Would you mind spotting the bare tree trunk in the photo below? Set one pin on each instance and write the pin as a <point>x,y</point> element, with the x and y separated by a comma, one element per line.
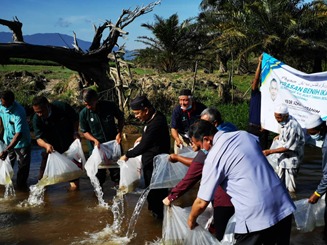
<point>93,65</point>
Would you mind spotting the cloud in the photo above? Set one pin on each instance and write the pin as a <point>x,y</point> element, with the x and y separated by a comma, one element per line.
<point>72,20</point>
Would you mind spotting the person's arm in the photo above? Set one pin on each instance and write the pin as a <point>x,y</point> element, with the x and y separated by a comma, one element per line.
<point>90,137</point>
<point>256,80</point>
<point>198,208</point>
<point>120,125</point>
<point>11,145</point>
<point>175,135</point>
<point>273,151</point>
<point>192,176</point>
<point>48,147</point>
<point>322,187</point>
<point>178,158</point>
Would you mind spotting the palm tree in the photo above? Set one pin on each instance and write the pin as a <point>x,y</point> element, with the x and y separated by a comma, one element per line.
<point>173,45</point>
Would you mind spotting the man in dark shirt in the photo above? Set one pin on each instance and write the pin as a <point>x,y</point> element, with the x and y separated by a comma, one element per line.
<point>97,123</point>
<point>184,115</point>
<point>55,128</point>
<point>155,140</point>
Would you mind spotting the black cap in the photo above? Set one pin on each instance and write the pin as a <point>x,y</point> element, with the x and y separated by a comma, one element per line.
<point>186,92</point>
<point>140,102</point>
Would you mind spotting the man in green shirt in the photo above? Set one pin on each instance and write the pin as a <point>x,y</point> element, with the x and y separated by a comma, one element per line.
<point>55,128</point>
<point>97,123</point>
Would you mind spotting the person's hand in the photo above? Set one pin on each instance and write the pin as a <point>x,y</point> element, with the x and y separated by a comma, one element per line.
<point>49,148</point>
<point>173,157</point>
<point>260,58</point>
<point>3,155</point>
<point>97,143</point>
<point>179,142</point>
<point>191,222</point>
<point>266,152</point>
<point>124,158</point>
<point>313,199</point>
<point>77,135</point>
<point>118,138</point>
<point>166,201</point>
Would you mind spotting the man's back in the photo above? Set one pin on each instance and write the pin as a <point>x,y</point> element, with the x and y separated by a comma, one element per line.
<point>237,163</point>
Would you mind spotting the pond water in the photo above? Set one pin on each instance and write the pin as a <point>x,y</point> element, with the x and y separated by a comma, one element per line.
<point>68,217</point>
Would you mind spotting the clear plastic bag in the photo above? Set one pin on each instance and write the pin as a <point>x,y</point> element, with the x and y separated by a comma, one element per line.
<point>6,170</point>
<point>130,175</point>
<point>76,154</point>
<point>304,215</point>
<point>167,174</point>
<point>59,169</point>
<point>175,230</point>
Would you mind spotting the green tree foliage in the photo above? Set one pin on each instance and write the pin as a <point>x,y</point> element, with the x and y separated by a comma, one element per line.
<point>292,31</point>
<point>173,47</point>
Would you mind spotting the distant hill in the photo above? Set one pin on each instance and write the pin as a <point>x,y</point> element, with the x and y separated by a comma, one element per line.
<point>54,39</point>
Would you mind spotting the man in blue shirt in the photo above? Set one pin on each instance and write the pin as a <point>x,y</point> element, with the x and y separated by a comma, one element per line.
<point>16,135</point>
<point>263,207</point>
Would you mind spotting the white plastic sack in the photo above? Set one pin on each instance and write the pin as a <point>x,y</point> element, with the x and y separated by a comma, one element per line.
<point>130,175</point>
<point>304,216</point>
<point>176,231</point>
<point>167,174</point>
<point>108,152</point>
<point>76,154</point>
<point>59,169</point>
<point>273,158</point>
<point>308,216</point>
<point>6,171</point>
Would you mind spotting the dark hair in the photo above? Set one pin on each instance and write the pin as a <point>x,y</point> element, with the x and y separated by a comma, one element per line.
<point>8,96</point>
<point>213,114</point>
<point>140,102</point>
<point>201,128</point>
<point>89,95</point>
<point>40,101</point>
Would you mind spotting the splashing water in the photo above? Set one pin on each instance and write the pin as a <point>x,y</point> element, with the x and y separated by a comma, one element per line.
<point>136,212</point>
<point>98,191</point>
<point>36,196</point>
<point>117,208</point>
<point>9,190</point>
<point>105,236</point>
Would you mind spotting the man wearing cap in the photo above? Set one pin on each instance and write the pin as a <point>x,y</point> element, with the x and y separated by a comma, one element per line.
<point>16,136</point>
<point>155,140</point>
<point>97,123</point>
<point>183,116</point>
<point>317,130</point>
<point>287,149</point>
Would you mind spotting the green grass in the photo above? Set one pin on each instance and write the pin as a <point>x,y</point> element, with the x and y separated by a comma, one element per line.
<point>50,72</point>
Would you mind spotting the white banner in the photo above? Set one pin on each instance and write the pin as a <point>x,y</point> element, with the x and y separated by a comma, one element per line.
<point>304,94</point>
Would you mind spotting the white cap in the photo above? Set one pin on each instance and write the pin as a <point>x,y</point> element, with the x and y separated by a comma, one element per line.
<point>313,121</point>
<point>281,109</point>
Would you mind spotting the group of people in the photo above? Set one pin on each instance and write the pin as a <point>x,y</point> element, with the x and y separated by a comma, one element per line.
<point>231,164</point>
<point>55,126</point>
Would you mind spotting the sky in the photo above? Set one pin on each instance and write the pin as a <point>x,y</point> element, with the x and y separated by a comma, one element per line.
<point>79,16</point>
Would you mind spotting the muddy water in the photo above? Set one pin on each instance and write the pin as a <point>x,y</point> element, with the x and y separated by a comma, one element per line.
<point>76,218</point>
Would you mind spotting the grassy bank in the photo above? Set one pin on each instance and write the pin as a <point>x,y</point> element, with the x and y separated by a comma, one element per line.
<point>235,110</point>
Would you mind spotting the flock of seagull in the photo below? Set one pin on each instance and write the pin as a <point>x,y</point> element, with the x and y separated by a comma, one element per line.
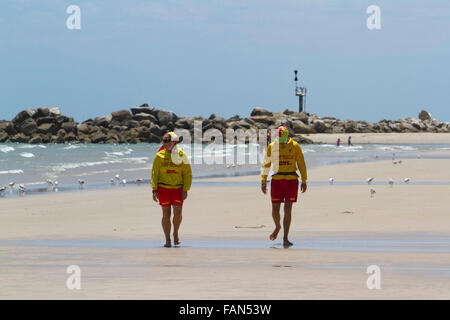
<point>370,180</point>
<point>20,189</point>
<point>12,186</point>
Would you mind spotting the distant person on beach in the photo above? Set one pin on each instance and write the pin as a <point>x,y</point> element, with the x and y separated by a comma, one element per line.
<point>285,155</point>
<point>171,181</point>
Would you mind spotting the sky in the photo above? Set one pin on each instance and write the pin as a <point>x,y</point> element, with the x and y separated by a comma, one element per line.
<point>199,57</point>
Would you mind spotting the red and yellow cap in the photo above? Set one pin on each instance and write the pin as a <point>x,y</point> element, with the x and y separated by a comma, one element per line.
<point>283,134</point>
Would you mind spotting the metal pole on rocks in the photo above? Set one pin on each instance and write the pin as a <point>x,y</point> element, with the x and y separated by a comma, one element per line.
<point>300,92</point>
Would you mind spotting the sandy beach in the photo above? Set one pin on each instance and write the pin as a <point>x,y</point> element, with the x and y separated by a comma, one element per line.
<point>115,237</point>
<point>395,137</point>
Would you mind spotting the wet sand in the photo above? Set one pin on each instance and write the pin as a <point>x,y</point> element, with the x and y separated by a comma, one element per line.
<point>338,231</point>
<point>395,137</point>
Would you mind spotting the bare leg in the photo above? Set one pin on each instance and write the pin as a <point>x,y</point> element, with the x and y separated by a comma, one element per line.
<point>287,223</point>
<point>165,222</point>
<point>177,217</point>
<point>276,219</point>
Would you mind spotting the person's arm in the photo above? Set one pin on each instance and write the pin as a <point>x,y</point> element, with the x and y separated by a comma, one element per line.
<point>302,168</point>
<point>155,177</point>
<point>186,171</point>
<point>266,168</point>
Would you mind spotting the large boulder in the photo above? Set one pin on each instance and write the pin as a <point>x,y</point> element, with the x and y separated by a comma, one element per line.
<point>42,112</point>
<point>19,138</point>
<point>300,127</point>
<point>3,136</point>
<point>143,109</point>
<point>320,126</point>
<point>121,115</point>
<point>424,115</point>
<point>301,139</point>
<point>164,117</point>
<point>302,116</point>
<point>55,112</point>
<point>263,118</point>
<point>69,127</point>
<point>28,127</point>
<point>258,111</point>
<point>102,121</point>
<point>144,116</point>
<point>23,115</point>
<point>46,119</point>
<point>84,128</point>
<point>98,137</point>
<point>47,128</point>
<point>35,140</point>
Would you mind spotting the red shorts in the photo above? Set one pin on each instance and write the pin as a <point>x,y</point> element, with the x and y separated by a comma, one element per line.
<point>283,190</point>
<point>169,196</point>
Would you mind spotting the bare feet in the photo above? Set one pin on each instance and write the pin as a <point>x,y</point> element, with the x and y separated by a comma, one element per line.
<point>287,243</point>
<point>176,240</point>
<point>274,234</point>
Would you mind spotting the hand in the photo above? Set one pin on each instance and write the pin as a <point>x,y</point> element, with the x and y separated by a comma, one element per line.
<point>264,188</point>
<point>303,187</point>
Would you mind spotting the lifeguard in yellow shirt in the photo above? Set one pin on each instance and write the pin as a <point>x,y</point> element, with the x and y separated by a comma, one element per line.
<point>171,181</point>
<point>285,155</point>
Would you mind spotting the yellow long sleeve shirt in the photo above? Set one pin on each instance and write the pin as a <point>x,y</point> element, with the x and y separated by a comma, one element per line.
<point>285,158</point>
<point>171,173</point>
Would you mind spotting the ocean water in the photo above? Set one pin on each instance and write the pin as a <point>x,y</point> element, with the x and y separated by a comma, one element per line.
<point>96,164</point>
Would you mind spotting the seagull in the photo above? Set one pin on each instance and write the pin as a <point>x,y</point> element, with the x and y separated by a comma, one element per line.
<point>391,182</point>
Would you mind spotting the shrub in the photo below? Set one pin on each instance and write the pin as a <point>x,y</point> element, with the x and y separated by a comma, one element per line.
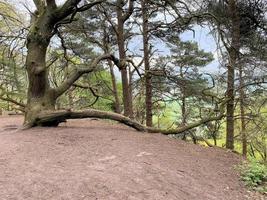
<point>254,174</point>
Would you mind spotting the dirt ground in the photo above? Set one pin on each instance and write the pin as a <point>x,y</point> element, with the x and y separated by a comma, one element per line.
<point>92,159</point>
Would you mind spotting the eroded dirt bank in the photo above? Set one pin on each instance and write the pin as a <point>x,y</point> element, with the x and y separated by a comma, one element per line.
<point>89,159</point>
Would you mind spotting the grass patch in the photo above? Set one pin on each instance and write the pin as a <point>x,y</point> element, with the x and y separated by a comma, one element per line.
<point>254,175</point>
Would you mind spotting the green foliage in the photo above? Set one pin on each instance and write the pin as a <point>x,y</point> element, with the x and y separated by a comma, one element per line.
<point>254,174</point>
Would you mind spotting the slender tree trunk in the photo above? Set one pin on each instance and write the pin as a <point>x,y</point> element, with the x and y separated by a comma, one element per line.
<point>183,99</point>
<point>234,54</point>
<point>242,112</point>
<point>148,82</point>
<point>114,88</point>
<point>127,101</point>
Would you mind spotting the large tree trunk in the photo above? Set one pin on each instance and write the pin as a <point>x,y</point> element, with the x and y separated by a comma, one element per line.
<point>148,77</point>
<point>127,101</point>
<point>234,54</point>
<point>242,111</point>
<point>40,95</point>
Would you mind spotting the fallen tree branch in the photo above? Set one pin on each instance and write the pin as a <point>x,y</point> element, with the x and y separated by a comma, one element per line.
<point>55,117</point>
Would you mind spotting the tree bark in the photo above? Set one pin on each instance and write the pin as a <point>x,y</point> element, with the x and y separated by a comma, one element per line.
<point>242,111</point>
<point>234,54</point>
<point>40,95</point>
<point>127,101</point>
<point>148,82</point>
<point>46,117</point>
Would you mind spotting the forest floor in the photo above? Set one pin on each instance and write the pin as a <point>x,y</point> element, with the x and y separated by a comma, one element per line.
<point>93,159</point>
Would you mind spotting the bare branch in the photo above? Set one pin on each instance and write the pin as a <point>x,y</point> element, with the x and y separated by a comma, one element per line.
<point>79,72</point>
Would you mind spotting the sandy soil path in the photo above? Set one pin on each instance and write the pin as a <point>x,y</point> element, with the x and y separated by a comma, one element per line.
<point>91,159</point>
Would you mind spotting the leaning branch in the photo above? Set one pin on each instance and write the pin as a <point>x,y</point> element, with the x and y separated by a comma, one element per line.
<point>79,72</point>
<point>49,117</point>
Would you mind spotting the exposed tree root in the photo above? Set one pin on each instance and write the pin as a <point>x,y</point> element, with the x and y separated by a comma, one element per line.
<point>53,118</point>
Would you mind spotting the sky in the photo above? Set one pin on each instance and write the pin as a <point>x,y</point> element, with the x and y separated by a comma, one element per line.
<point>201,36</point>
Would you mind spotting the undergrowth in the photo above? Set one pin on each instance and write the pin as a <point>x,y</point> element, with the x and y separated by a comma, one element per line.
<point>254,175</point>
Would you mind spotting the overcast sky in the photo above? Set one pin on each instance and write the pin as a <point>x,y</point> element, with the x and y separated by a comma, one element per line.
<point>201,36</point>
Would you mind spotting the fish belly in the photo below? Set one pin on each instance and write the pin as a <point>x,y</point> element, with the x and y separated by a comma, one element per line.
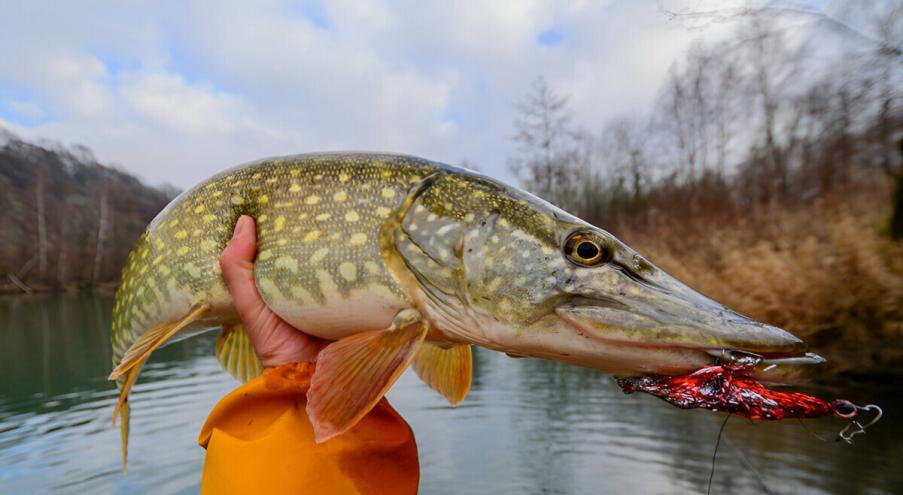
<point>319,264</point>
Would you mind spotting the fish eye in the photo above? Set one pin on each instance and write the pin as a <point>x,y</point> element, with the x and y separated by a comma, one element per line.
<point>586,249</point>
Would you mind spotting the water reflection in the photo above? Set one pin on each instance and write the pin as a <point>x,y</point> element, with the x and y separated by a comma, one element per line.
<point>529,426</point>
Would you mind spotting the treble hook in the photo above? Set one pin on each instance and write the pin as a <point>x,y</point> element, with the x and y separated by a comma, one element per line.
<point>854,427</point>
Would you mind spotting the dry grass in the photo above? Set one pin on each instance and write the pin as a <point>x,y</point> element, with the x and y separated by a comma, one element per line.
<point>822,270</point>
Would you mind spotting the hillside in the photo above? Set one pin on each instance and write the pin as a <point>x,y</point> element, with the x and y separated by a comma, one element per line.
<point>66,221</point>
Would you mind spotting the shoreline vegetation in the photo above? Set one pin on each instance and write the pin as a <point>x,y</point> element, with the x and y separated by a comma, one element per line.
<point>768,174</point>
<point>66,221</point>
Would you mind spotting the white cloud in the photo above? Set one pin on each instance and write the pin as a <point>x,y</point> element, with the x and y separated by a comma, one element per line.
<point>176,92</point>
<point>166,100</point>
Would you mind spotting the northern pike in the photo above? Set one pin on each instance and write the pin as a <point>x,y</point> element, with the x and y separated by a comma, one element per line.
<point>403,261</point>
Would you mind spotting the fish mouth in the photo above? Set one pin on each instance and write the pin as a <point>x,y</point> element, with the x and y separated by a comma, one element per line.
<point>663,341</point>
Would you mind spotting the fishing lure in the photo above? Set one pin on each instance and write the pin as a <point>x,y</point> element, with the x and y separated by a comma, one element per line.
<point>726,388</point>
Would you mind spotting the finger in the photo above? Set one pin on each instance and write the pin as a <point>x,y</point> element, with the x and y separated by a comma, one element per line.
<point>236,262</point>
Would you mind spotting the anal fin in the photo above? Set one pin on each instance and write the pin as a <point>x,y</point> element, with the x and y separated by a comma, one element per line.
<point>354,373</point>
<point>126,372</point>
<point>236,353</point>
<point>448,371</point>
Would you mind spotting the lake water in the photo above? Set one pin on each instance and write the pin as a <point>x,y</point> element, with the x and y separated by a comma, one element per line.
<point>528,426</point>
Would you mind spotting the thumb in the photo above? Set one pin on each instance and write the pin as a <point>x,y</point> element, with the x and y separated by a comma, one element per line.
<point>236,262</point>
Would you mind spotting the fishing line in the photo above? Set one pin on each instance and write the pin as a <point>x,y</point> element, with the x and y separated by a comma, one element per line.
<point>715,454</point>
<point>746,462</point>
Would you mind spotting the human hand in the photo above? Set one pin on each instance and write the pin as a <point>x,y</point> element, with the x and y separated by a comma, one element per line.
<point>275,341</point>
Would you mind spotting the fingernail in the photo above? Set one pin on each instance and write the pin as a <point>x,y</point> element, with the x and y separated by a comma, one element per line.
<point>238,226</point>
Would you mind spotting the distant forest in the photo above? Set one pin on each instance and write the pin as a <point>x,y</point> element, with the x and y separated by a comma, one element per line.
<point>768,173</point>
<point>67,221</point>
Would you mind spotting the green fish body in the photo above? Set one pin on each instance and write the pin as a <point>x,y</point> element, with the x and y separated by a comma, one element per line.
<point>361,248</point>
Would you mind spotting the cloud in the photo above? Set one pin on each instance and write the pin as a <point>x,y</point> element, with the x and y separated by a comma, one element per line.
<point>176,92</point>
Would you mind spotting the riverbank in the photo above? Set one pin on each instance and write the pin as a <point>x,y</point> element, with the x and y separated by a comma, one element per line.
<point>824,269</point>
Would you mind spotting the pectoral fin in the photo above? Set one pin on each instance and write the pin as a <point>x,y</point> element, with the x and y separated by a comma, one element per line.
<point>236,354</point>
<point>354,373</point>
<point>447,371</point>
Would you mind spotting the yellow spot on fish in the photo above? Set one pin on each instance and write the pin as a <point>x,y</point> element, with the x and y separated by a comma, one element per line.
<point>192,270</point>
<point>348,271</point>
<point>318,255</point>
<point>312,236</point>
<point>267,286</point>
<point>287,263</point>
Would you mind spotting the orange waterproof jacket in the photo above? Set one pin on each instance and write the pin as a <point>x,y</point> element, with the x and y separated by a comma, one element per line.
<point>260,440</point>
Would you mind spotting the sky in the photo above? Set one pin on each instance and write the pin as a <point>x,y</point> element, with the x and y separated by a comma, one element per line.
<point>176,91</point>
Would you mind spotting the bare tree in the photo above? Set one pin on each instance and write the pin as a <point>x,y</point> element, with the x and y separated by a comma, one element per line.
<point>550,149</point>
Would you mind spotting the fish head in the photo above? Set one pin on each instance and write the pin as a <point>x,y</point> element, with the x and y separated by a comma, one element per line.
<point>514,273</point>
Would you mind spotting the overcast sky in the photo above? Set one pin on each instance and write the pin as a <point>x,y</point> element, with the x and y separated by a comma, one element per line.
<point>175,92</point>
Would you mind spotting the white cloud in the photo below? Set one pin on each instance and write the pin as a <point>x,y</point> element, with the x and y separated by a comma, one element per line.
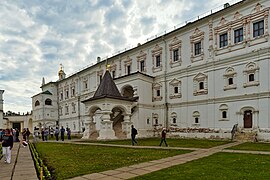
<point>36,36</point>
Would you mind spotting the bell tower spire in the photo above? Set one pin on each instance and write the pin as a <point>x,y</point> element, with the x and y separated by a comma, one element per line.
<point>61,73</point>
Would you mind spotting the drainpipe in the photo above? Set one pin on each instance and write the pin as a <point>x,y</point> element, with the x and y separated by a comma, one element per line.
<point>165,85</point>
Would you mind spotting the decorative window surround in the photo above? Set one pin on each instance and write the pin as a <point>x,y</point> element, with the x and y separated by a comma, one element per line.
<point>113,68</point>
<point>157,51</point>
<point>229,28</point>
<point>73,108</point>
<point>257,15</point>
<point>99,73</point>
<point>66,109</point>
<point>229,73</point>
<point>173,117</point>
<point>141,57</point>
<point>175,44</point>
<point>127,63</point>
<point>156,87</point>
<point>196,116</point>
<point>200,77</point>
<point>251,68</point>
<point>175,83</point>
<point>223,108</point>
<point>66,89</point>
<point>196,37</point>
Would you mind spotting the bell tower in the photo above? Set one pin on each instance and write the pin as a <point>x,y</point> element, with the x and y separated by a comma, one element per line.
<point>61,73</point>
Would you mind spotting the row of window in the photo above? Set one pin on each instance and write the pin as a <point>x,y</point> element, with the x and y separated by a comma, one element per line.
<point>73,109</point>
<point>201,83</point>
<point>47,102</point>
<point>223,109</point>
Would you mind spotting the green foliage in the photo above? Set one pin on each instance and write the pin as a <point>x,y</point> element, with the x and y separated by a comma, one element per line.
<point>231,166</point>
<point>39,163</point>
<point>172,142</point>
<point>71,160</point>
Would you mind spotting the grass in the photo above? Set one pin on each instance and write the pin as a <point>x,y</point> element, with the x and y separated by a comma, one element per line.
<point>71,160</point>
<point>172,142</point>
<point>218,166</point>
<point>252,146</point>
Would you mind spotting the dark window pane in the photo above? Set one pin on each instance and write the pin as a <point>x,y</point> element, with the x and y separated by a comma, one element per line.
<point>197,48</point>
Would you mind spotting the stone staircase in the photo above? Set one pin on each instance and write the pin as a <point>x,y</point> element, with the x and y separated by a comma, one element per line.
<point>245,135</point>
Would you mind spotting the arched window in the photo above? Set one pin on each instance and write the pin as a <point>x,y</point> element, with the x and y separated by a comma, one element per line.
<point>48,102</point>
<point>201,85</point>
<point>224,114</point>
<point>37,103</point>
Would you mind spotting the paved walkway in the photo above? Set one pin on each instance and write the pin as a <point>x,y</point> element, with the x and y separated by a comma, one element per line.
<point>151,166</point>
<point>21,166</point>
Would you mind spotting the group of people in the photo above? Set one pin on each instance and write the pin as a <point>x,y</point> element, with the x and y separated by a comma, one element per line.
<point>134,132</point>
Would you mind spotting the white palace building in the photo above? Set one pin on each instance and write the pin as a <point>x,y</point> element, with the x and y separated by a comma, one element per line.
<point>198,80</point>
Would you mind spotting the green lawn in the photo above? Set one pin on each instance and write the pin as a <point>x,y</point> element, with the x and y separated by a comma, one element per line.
◆ ◆ ◆ ◆
_THE EXERCISE_.
Rewrite the entries from the line with "Would you mind spotting the white cloud in the photo below?" up to and including the line with "<point>165,85</point>", swapping "drainpipe" for "downspout" and keeping everything else the same. Leave the pictures out of your answer.

_RESULT_.
Would you mind spotting the white cloud in the photo below? Set one pin on each instance and write the pin as a <point>x,y</point> element, with the x and y separated by a comma, one element per line.
<point>36,36</point>
Would you mind spotting the bell tower spire in the photo above? Set one pin on each instance and write the pin as a <point>x,y</point> element, with the x and y separated by a comma, one element per line.
<point>61,73</point>
Would you mind spotting the downspout in the photo above? Set one pin on each instance and write the pin as a <point>x,y</point> element, with the x and y separated by a comma, one element per line.
<point>165,85</point>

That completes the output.